▶ [MATERIAL FOR THIS TASK]

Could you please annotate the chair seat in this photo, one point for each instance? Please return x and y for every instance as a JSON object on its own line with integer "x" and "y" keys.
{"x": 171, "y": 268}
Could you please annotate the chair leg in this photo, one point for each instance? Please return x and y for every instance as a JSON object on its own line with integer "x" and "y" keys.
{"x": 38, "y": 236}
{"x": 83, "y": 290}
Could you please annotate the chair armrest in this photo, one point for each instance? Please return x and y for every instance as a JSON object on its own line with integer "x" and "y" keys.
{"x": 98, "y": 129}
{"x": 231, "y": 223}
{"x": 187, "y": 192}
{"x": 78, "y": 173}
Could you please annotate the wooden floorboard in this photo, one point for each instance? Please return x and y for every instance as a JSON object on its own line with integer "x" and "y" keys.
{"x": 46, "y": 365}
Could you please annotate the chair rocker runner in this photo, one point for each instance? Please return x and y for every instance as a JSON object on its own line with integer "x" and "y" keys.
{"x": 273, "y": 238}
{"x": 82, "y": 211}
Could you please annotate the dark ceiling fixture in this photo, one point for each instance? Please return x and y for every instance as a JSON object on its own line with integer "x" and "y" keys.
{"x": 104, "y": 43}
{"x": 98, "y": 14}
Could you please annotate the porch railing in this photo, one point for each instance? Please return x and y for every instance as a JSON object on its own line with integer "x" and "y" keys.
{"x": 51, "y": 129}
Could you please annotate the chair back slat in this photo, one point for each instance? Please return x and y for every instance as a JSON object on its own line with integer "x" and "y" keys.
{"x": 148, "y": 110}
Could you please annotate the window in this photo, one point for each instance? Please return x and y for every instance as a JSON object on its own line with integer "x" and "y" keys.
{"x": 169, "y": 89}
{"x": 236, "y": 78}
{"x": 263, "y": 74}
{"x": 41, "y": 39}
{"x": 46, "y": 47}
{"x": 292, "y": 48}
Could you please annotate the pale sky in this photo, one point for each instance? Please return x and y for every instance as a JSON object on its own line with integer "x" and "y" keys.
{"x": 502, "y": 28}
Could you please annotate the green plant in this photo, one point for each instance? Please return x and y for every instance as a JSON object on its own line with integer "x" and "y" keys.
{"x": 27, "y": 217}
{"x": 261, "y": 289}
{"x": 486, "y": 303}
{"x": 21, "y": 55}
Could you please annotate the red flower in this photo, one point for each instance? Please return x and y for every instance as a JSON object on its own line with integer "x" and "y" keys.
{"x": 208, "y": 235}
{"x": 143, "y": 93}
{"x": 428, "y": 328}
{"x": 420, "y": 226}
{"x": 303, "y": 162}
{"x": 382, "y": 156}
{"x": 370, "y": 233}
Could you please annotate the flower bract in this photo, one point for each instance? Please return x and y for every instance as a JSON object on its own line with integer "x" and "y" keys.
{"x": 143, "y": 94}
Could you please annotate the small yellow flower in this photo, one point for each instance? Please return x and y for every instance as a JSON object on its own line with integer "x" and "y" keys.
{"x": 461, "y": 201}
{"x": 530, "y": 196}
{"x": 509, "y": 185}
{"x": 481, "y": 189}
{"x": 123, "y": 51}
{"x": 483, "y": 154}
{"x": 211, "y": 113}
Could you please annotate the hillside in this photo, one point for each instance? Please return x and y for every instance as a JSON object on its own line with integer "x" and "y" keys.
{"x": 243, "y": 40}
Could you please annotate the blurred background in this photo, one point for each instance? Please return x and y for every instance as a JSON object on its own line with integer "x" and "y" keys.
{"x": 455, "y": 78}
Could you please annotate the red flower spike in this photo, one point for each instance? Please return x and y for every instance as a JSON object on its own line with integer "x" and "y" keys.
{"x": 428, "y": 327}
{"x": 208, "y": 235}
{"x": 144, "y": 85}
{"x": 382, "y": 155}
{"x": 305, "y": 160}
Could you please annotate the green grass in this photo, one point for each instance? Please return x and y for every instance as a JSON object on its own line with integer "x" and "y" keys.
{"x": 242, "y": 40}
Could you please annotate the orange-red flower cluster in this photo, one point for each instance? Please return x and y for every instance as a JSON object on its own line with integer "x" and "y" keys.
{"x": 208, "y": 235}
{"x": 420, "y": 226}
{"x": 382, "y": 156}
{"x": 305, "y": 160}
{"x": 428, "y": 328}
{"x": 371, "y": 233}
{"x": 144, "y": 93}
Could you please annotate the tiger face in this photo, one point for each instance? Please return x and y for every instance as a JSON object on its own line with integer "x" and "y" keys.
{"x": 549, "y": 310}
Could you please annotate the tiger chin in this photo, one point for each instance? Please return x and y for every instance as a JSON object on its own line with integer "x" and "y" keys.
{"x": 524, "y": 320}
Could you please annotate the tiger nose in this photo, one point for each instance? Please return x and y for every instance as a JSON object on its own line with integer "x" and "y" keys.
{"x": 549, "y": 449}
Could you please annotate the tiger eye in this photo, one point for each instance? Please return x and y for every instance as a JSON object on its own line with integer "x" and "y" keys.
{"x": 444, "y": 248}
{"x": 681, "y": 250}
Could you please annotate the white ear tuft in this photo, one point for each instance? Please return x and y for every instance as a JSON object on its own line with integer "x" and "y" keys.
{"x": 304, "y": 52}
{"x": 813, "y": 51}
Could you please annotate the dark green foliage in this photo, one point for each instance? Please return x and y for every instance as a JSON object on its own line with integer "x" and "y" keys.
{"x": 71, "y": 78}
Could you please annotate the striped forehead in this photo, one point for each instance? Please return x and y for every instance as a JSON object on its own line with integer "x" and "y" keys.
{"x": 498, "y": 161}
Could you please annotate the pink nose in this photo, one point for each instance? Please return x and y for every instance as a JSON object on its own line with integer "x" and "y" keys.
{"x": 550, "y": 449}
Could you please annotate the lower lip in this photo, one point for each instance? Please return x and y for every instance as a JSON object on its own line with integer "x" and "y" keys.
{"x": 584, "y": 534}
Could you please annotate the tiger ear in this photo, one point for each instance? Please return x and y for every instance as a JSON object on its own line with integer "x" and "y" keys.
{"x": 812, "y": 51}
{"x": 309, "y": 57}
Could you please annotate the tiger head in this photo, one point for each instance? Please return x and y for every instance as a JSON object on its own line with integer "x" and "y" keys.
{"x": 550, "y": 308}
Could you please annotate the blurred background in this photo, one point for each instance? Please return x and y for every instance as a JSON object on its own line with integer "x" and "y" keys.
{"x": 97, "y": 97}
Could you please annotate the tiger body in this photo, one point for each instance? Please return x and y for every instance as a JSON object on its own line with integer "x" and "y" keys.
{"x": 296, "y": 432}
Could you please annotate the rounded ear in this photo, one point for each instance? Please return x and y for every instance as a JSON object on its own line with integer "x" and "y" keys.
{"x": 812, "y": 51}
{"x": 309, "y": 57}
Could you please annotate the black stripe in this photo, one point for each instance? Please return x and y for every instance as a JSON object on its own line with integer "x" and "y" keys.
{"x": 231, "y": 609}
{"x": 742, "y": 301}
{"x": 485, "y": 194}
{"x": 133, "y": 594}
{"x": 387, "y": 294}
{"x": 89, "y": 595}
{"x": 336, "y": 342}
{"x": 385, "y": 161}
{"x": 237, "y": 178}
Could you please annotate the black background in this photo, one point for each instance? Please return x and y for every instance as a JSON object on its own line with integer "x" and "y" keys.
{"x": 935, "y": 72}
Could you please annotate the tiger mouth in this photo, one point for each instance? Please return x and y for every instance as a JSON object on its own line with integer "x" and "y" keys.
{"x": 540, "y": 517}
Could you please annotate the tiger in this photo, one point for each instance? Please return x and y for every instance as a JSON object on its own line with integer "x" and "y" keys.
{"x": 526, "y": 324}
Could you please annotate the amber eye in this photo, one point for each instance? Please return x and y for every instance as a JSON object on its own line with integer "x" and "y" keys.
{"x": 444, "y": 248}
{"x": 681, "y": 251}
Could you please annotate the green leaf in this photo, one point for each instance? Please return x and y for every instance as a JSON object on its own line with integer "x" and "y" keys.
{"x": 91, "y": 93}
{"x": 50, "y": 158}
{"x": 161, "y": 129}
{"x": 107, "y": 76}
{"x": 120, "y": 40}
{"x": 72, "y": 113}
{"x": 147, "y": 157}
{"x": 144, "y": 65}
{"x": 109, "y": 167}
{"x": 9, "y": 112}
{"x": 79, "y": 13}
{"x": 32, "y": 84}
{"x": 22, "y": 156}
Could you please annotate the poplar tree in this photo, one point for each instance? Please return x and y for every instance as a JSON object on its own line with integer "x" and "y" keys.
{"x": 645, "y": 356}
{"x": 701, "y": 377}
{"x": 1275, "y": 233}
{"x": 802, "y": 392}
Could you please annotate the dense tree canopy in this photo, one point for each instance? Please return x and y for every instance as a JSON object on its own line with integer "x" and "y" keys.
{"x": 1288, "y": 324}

▶ [YOUR GOAL]
Please rewrite the records as a Markdown table with the columns Row and Text, starting at the line that contains "Could you please annotate the tiger mouth" and ending at the last line of the records. Leave out blank lines.

▶ [RESULT OF THE TASK]
| Row | Text |
|---|---|
| 1 | Could you please annotate the tiger mouth in this photo, one point for each instance? Please return x and y for every instance as a JSON object on its own line with integer "x" and "y" keys. |
| 2 | {"x": 540, "y": 517} |
| 3 | Could you please annotate the tiger in this photo, one point for each instance? Please return x and y for every instance as a JSON object on its own line with integer "x" and "y" keys. |
| 4 | {"x": 526, "y": 324} |
| 5 | Could you please annotate the amber eye in this photo, one point for each instance? Please return x and y for every instance as a JSON object on its own line with integer "x" and "y" keys. |
| 6 | {"x": 444, "y": 248} |
| 7 | {"x": 681, "y": 251} |
| 8 | Could you please annotate the green leaf in this photo, one point for each instance? Please return x and y for every instance as a JSON object on its own line with integer "x" and "y" keys. |
| 9 | {"x": 91, "y": 93} |
| 10 | {"x": 50, "y": 158} |
| 11 | {"x": 161, "y": 129} |
| 12 | {"x": 107, "y": 76} |
| 13 | {"x": 120, "y": 40} |
| 14 | {"x": 72, "y": 113} |
| 15 | {"x": 147, "y": 157} |
| 16 | {"x": 144, "y": 65} |
| 17 | {"x": 109, "y": 167} |
| 18 | {"x": 9, "y": 112} |
| 19 | {"x": 79, "y": 13} |
| 20 | {"x": 32, "y": 84} |
| 21 | {"x": 22, "y": 156} |
| 22 | Could you please annotate the poplar tree in this photo, one point for each instance? Please return x and y for every instance as a JSON object on its own line with integer "x" and "y" keys. |
| 23 | {"x": 645, "y": 356} |
| 24 | {"x": 701, "y": 377} |
| 25 | {"x": 1275, "y": 233} |
| 26 | {"x": 802, "y": 392} |
| 27 | Could you please annotate the dense tree canopy in this photo, one point for each instance? Please return x and y for every instance as a JSON object on its own line with integer "x" and "y" keys. |
| 28 | {"x": 1288, "y": 324} |